**PASSAGE TO READ:**

____

How to remove adjacent duplicate elements in a list using list comprehensions?

Question

Is there a way to use list comprehensions in python to filter adjacent duplicates from a list?

Here's an example of what I mean:

>>> xs = [1,2,2,3]
>>> print added.reAdj(xs)
[1,2,3]

A search through SE revealed an earlier inquiry asking a similar but slightly different question: whether all duplicates could be removed from a list, but not explicitly asking for solutions involving list comprehensions. The motivation for using list comprehensions specifically follows a recognition of their advantages over traditional for loops. Users suggested the use of the set() function or standard looping as such:

result = []
most_recent_elem = None
for e in xs:
    if e != most_recent_elem:
        result.append(e)
        most_recent_elem = e

The set() suggestion fails to meet the task in that non-adjacent duplicates are removed, while the loop is effective but verbose.

It seems a means for safely referencing the next element in a list comprehension as follows is needed.

[x for x in xs if x != **x.next()**]

Any ideas?

Does this mean even `[1,2,2,2,2,3,3,3,4,5,6,6] --> [1,2,3,4,5,6]` ? — Iron Fist, Jan 25 '16 at 06:05
@IronFist, you understand correctly. That's the desired result. — David Shaked, Jan 25 '16 at 06:10
@Achampion. Thanks for the link, but as far as I can tell, the poster doesn't ask specifically for an answer involving list comprehensions. My original question post included a loop solution. — David Shaked, Jan 25 '16 at 07:35

falsetru · Answer 1 · 2016-01-25T07:04:03.983

You can use itertools.groupby:

>>> import itertools
>>> [key for key, grp in itertools.groupby([1, 2, 2, 3])]
[1, 2, 3]

itertools.groupby returns an iterator. By iterating it, you will get a key, group pairs. (key will be a item if no key function is specified, otherwise the return value of the key function). group is an iterator which will yields items grouped by applying key function (if not specified, same values will be grouped)

>>> import itertools
>>> it = itertools.groupby([1, 2, 2, 3])

____

**STATED TASK A:** Count the lines in the records that contain the string "brown", and reply with the number alone.
The thread and the records are unrelated material.

____

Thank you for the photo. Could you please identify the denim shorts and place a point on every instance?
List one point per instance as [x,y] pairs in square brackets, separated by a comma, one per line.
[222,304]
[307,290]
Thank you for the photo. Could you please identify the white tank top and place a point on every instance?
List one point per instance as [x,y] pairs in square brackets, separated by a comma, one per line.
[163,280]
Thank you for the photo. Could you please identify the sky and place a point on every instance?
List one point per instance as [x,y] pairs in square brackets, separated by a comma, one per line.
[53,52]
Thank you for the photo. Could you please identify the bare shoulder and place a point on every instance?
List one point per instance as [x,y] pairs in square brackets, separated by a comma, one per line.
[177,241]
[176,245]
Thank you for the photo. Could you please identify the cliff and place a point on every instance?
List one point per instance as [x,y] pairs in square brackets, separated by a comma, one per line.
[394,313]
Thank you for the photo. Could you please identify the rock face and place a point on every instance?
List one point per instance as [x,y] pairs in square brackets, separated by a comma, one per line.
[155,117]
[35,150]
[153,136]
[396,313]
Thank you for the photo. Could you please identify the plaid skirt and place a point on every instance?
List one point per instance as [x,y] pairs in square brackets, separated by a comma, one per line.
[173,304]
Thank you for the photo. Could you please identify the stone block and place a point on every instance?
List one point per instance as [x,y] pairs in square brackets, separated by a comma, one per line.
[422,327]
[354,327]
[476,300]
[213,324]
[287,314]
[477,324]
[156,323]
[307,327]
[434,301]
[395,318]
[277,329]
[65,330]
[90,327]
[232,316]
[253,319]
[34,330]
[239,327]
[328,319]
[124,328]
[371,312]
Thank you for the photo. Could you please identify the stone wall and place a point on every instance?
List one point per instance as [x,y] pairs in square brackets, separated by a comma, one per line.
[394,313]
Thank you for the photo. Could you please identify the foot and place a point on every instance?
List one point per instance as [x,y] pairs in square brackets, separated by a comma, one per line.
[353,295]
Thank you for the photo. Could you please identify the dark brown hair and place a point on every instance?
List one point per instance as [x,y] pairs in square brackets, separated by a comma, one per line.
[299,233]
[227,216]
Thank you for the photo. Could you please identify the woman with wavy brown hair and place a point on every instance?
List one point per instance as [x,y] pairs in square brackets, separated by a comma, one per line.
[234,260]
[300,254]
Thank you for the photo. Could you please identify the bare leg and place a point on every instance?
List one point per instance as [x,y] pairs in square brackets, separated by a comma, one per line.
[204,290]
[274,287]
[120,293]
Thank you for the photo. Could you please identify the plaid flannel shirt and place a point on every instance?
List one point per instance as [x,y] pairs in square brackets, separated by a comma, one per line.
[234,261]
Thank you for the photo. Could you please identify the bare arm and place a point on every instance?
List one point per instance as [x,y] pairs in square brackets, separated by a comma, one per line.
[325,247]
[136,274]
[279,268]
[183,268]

____

**STATED TASK B:**
Answer these questions on the thread about removing adjacent duplicates:
(i) Besides standard looping, what function did users suggest in the earlier inquiry?
(ii) Which function does Answer 1 use to solve the problem?
(iii) Who asked whether [1,2,2,2,2,3,3,3,4,5,6,6] should become [1,2,3,4,5,6]?

**COMPLETE OUTPUT A:** 2

**COMPLETE OUTPUT B:**
(i) The set() function.
(ii) itertools.groupby.
(iii) Iron Fist.